▸ EXERCISE DETAILS:
All of the data below should be output exactly as given.

□ □ □ □ □ □ □

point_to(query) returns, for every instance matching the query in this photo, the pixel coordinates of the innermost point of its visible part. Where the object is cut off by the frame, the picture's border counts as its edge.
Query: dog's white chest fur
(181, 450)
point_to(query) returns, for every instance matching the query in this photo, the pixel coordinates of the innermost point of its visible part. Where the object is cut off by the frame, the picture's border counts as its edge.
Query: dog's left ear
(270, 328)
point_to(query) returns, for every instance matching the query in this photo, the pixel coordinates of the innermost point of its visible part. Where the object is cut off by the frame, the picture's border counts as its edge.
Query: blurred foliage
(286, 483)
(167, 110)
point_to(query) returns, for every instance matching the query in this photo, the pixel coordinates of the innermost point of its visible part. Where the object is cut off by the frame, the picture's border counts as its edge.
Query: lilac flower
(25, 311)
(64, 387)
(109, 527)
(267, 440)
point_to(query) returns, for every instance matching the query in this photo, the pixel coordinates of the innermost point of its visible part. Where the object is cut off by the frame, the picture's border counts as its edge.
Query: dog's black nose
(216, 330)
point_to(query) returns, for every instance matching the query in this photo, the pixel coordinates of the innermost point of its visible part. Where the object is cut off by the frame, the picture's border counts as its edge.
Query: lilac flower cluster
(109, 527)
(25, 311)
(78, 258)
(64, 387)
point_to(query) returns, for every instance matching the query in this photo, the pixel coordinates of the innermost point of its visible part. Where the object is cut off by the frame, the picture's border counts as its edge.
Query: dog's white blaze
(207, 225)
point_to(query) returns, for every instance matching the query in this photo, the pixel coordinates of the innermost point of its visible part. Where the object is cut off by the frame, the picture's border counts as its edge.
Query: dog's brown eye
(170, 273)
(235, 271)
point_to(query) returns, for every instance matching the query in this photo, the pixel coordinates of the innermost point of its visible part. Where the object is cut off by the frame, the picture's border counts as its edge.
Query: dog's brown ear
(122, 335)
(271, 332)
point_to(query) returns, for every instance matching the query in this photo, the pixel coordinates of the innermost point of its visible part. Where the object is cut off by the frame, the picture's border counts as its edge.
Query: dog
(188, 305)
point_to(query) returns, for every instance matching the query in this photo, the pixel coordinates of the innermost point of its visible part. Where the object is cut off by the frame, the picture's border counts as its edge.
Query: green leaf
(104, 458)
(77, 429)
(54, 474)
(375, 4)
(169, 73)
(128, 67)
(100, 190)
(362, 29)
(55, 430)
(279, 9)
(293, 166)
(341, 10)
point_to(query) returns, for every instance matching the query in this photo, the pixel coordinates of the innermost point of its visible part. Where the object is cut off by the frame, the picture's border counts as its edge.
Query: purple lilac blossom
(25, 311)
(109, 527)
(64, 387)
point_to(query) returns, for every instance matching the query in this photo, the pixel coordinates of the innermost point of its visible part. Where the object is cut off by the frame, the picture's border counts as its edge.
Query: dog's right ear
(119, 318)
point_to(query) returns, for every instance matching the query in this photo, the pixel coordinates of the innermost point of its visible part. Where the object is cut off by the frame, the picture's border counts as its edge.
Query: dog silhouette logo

□ □ □ □ □ □ □

▸ EXPECTED OUTPUT:
point_to(query) returns, for every instance matching the query in this photo, the pixel coordinates of the innermost point of its visible part. Where the object is cut off by the frame, the picture's border counts as its edge.
Query: dog's white chest fur
(181, 450)
point_to(query) returns, for every instance matching the query in this photo, the pixel coordinates of the innermost point of its visible part. Where the object is cut off by the frame, the picture's border counts as its edge.
Query: dog's left ear
(270, 328)
point_to(query) returns, for every instance matching the query in this photo, the pixel coordinates of the innermost point of its visible part. Where the object is cut off by the frame, the picture's border counts as its edge.
Query: blurred foliage
(286, 483)
(167, 110)
point_to(query) returns, for every instance matching the query in this photo, the pixel coordinates of the innermost point of its visible part. Where the object is cut off by the frame, the picture's border counts as its edge.
Query: lilac flower
(25, 311)
(64, 387)
(109, 527)
(267, 440)
point_to(query) returns, for every instance matching the query in this photo, the pixel coordinates of the innermost point of its visible part. Where the object is cut off by the frame, the picture's border counts as its edge.
Query: dog's black nose
(216, 330)
point_to(query) returns, for every instance matching the query in this photo, the pixel coordinates of the innermost point of its visible part. Where the object is cut off by the frame, the picture's border counts as its edge.
Query: lilac flower cluster
(109, 527)
(25, 311)
(78, 258)
(64, 387)
point_to(query) returns, for every instance matching the query in this photo, the pixel coordinates of the innermost point of its visible part. Where the object is cut off by the frame, the picture's border counts as its edge.
Query: dog's white blaze
(207, 225)
point_to(query) returns, for every instance matching the query in this photo, the pixel coordinates of the innermost point of its visible part. Where the object is cut off by the frame, the picture's border counts as its edge.
Query: dog's brown eye
(170, 273)
(235, 271)
point_to(query) returns, for every instance matching the query in this photo, the pixel coordinates of the innermost point of its visible part. Where the object is cut off by the frame, the picture's border counts as its edge.
Query: dog's brown ear
(122, 335)
(271, 332)
point_to(query) returns, for every instance matching the query in this photo, the pixel coordinates of the innermost point of its visible part. Where the object is cut off by the frame, the picture's border counts as its edge.
Query: dog
(188, 305)
point_to(query) returns, for every instance matching the query in this photo, the pixel coordinates of the innermost point of its visible part. Where the object is cut off by the frame, the picture's border counts as its edge.
Query: green leaf
(104, 458)
(77, 429)
(54, 474)
(375, 4)
(169, 73)
(128, 67)
(100, 190)
(362, 29)
(55, 430)
(279, 9)
(293, 166)
(341, 10)
point_to(query) returns, for every instance matching the query in this photo, the pixel coordinates of the innermost point of its visible part. Where the object is cut off by the frame, the picture's border counts as its edge.
Query: purple lilac blossom
(25, 311)
(109, 527)
(64, 387)
point_to(query) returns, for every instance matching the query in this photo, the pixel coordinates of the innermost point of its visible part. Where the object is cut off by the frame, the picture's border counts as its edge.
Query: dog's right ear
(119, 318)
point_to(query) returns, for every instance matching the query in this photo, the pixel coordinates of the innermost point of its visible part. Where the object is cut off by the frame, the picture's border counts as its edge.
Query: dog silhouette logo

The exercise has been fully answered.